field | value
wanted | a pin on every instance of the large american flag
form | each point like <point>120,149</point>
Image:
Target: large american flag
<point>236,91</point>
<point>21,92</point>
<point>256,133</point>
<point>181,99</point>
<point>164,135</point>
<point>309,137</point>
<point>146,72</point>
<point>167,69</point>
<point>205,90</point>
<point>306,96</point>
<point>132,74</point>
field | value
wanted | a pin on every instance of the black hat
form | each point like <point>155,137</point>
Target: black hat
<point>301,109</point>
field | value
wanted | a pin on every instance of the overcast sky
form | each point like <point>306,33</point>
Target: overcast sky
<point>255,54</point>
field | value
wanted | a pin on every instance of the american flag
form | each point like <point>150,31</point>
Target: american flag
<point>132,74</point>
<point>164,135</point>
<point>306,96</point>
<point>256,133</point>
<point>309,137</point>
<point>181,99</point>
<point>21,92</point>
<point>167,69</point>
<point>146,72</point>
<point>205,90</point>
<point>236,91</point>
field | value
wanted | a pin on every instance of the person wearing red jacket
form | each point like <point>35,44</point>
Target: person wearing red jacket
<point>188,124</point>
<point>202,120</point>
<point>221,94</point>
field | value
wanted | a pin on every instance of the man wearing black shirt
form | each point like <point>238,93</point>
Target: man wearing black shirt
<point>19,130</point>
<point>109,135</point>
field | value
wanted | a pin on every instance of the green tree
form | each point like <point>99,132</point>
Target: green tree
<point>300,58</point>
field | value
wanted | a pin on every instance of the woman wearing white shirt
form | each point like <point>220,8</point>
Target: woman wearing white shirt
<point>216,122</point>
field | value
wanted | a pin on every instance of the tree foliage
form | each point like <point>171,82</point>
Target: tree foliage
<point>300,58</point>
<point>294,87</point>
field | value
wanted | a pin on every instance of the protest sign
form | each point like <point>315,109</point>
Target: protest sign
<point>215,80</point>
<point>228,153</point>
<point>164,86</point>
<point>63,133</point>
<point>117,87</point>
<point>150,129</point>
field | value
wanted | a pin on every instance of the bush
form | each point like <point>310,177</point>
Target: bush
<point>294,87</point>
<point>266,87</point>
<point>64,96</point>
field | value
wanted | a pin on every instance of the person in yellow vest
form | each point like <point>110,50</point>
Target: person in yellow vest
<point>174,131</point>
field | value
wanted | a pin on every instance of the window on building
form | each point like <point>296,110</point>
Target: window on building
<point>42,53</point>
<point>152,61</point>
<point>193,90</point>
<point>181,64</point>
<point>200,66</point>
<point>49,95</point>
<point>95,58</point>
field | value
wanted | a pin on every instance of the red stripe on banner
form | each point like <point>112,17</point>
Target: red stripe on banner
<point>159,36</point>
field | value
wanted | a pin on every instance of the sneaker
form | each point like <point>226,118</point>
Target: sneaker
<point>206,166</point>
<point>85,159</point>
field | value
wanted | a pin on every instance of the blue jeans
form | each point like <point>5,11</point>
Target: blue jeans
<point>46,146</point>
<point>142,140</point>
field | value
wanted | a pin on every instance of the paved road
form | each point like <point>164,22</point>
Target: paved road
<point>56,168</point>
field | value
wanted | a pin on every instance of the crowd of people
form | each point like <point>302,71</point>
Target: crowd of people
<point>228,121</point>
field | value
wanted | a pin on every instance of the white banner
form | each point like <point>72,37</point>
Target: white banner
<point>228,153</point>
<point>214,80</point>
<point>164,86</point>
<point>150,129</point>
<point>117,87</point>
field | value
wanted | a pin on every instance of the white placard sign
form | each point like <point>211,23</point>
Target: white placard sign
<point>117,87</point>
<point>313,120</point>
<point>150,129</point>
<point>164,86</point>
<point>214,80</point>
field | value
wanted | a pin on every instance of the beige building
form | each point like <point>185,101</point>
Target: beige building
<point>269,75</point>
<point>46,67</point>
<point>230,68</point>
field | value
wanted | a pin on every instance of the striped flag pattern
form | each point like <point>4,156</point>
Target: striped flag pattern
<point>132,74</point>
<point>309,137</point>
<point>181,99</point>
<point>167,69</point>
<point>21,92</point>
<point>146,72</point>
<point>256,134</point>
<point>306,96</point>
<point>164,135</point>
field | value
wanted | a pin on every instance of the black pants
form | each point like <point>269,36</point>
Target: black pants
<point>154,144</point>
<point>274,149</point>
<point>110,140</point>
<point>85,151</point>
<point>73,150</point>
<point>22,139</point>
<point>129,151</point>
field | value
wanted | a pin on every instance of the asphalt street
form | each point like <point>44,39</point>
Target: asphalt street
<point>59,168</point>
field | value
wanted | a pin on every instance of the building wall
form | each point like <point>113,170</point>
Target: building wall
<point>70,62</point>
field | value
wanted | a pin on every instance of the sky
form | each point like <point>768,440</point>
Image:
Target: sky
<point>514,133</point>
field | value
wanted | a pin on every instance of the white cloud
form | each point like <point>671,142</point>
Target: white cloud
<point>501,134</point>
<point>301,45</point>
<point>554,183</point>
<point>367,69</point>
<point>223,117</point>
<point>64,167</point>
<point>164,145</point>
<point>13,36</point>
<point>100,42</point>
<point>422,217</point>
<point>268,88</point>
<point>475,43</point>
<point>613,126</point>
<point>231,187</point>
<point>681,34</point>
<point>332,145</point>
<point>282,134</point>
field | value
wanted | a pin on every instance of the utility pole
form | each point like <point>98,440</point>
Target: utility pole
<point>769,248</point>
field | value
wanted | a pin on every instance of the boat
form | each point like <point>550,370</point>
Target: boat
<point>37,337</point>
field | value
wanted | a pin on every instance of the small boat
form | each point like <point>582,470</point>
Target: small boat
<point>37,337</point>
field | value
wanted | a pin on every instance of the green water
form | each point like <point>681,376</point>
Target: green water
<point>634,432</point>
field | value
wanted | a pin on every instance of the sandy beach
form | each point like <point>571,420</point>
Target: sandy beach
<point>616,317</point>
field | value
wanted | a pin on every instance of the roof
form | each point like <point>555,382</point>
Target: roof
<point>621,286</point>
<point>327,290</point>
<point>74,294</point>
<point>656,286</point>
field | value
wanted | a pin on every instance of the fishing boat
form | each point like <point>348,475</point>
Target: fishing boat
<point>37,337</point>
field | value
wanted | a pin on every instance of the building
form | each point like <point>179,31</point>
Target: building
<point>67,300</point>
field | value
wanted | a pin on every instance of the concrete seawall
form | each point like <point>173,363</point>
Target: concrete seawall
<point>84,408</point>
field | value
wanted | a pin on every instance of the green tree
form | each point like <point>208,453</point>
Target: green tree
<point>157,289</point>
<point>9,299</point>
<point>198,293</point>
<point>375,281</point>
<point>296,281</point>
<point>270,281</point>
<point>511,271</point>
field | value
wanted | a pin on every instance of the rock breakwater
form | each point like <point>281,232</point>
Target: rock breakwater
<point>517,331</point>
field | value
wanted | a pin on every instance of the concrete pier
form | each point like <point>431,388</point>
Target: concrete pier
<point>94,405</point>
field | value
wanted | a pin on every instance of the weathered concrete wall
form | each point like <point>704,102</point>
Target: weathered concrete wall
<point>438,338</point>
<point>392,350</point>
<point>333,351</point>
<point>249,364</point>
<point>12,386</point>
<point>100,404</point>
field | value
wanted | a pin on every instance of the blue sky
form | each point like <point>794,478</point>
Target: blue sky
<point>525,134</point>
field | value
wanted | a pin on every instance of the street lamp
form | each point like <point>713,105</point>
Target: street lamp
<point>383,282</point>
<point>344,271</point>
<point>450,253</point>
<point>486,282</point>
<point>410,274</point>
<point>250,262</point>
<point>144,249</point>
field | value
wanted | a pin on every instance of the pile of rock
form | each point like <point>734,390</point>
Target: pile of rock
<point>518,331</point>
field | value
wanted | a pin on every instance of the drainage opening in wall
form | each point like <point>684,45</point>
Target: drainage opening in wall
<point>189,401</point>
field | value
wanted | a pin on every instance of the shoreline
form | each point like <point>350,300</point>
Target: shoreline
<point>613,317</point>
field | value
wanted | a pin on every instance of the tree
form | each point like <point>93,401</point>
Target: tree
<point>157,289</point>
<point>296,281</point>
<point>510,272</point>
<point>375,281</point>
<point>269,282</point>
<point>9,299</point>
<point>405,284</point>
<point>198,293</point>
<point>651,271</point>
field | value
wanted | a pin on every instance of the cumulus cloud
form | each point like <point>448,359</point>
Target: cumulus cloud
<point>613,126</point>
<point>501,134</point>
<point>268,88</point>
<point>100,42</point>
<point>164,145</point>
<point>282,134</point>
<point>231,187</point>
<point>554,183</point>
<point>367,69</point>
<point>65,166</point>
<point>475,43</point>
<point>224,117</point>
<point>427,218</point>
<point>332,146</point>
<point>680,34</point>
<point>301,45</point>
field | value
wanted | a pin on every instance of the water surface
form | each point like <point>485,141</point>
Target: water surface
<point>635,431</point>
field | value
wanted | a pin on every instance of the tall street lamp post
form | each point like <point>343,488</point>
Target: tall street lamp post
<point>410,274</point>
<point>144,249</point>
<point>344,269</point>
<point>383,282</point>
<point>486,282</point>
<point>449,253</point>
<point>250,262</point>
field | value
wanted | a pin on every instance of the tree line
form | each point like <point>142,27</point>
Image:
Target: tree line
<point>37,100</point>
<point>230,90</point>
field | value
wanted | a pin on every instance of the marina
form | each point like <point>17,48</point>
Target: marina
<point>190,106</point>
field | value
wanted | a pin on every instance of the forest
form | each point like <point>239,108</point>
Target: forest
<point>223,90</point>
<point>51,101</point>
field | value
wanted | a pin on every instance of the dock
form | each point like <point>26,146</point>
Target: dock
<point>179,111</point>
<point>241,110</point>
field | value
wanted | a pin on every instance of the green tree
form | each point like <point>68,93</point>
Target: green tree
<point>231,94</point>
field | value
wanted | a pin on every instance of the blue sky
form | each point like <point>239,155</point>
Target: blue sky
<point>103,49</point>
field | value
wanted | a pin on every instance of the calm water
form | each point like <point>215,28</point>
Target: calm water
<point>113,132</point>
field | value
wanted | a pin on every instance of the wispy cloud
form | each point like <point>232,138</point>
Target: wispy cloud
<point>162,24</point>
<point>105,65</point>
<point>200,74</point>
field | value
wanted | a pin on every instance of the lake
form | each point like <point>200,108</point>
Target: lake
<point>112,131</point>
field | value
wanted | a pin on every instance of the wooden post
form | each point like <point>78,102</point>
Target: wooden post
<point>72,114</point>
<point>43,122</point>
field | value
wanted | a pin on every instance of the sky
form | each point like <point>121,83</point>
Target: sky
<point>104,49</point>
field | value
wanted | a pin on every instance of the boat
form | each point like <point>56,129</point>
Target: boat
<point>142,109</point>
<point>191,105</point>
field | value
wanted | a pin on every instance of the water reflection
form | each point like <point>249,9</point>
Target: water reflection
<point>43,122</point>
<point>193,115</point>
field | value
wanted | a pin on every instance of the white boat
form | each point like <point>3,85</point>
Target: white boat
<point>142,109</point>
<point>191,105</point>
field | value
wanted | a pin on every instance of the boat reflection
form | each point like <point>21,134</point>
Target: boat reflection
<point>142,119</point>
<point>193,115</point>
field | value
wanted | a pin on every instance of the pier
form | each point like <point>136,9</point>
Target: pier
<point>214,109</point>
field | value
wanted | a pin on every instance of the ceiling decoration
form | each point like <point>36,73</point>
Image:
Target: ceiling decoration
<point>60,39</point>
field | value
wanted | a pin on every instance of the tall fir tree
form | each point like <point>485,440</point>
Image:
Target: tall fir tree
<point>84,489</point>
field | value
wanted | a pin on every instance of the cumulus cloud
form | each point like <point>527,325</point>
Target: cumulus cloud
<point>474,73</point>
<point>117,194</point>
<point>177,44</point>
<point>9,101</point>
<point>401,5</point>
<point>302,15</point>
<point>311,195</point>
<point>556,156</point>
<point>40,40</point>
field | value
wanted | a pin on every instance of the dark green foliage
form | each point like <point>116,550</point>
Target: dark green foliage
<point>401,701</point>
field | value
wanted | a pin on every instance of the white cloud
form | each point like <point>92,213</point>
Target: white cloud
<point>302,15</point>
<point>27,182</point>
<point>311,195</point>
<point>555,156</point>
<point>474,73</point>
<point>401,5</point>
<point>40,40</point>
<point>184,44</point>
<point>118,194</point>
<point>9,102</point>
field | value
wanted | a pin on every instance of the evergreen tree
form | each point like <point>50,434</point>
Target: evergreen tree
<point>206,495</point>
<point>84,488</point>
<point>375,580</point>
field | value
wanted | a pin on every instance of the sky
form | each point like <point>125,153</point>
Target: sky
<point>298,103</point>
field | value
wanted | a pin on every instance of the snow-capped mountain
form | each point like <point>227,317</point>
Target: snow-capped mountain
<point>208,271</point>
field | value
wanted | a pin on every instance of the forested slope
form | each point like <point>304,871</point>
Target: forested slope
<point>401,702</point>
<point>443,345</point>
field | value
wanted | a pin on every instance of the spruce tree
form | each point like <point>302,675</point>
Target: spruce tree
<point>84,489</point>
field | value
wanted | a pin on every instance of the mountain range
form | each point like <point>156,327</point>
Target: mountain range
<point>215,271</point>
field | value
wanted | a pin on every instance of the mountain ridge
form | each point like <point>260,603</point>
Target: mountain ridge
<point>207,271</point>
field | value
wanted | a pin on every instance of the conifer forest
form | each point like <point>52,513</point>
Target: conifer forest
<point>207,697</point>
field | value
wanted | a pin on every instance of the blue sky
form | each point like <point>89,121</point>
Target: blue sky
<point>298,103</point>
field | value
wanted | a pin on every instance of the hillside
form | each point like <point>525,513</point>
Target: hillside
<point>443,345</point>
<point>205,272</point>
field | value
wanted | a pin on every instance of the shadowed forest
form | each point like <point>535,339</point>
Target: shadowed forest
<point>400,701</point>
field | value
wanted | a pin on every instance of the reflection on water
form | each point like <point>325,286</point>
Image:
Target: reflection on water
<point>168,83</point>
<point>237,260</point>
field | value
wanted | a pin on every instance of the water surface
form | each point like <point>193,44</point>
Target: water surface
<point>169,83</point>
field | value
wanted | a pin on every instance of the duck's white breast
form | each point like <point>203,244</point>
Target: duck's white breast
____
▶ Exercise aim:
Give back exactly the lines above starting at the line where "wanted | a pin on every instance of the drainage" appears and ending at the line where "form | each point like <point>93,401</point>" appears, both included, with no other lines.

▶ The completed task:
wanted | a pin on every instance of the drainage opening in wall
form | each point like <point>684,45</point>
Target: drainage opening in wall
<point>189,401</point>
field | value
wanted | a pin on every instance of the shoreline
form | each point like <point>350,300</point>
Target: shoreline
<point>613,317</point>
field | value
wanted | a pin on every instance of the tree
form | each point like <point>93,401</point>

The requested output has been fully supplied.